[SHORT PROBLEM]:
Echo the part of the listing that opens with its first line and closes with the line containing "[1110, 228]", keeping both of those lines and changing nothing.
Start EXTRACTED DATA
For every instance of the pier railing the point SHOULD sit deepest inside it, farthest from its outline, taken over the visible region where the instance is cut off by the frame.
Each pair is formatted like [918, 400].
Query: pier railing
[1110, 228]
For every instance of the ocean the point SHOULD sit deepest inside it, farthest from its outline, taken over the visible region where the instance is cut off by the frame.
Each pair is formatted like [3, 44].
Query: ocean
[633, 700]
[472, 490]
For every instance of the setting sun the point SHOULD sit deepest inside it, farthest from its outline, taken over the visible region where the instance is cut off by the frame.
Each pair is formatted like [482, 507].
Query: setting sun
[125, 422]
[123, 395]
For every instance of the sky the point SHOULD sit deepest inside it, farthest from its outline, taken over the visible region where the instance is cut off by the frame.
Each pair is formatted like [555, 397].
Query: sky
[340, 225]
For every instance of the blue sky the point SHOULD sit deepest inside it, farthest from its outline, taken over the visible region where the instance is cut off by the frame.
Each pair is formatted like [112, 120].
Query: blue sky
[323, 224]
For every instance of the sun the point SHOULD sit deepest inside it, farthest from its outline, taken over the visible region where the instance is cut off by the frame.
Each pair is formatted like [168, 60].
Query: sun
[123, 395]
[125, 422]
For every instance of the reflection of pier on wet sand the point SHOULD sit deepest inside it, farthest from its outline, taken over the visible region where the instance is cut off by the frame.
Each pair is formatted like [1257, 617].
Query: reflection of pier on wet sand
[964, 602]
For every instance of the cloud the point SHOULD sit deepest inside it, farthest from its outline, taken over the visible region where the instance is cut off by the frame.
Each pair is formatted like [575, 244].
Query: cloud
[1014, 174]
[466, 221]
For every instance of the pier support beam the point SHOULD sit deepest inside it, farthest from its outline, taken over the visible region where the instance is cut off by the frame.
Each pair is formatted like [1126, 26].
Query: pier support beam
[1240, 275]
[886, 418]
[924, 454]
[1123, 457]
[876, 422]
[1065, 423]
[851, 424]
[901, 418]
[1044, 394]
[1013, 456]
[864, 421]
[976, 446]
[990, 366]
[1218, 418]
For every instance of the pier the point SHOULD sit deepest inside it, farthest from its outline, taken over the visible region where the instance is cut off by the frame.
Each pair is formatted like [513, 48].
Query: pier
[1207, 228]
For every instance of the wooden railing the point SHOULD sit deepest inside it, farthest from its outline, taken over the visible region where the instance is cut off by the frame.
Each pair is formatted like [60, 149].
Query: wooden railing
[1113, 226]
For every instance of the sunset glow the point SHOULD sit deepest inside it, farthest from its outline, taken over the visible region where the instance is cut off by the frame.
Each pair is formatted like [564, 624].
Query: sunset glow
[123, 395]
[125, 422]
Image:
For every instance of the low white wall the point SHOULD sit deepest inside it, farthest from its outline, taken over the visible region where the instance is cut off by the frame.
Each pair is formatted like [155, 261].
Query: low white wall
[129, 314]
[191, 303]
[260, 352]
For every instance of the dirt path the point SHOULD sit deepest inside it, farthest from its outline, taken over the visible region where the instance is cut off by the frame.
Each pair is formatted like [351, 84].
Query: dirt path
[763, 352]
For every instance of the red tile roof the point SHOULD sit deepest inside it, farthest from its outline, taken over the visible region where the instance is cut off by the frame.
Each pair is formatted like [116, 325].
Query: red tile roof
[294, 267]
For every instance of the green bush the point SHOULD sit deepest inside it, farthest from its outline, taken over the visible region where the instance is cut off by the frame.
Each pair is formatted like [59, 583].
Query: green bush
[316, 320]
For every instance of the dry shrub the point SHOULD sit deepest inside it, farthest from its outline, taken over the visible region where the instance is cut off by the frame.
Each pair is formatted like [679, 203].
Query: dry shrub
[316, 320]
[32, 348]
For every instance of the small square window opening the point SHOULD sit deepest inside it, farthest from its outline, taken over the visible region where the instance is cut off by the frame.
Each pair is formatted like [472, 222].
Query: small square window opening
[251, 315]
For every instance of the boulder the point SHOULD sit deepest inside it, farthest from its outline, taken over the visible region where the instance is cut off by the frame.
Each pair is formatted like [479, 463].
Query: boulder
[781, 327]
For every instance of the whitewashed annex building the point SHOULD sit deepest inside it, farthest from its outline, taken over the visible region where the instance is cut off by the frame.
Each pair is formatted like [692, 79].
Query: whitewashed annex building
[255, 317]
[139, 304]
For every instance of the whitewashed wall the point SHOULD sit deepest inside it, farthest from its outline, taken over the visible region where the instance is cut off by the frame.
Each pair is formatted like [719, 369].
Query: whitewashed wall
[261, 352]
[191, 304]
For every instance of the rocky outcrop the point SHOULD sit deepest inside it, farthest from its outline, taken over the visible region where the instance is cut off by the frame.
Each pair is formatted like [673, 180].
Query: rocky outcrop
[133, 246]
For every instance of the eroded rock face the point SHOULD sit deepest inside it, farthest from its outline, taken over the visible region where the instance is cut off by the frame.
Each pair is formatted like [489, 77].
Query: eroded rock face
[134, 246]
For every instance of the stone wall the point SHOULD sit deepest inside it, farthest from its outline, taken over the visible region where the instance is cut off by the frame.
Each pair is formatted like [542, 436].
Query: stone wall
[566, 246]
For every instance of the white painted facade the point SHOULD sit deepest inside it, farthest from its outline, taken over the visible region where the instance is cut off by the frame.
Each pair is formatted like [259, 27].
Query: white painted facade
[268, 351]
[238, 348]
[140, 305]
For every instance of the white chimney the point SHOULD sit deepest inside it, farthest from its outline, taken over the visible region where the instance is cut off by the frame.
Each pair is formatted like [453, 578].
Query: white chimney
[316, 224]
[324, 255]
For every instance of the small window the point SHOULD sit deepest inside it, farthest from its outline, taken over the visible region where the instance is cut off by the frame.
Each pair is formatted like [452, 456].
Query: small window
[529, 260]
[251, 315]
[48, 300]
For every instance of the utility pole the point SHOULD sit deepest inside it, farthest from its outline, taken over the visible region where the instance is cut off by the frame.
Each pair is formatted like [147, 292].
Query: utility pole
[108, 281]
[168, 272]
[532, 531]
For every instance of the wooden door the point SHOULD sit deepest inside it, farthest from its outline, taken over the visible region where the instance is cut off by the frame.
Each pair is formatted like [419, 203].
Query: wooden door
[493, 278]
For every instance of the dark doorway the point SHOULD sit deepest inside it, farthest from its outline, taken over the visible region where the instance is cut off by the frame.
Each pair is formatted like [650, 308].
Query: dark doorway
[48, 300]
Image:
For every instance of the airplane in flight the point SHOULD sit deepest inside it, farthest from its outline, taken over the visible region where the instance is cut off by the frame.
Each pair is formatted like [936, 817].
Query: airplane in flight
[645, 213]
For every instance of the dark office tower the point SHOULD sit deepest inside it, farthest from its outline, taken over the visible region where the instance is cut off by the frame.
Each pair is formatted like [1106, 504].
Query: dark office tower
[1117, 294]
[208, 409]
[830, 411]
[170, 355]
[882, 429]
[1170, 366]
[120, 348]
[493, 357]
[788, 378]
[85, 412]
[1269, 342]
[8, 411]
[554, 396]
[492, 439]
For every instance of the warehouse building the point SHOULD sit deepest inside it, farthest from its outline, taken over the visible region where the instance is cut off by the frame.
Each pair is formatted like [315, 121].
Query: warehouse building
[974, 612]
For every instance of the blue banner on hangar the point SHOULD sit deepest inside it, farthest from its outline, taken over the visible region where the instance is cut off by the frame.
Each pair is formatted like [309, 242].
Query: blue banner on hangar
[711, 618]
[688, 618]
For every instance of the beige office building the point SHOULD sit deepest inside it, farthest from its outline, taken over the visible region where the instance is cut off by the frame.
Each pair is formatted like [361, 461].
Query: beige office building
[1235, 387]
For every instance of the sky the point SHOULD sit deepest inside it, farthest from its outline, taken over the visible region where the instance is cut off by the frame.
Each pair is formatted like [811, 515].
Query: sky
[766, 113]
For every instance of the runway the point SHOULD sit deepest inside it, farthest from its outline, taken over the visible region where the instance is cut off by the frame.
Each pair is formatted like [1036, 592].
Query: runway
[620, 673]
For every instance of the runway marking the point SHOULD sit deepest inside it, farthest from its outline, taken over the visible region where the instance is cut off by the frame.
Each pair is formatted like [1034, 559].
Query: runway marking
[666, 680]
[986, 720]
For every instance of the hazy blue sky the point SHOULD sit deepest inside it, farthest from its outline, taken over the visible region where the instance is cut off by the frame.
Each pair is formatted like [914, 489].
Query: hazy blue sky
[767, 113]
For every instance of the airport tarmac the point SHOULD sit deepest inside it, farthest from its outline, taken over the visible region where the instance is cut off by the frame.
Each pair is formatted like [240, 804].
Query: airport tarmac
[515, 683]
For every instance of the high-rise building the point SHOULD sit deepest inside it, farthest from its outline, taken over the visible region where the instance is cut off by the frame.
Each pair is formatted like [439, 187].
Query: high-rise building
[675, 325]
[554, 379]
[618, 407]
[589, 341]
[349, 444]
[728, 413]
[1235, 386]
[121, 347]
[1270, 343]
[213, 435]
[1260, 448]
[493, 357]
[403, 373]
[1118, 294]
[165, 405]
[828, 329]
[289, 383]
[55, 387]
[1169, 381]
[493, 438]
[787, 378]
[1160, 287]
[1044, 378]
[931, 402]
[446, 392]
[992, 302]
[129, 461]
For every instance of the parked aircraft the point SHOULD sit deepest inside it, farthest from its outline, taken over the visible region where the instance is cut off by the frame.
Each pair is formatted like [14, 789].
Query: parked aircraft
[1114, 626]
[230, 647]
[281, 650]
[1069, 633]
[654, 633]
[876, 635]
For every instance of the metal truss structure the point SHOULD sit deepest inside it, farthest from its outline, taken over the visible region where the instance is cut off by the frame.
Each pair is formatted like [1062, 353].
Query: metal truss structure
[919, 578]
End EXTRACTED DATA
[RESPONSE]:
For every instance of the pier railing the point SHOULD sit deepest inside it, farthest from its outline, taken over the visible region where the instance is cut off by the frame.
Each pair is formatted like [918, 400].
Query: pier railing
[1110, 228]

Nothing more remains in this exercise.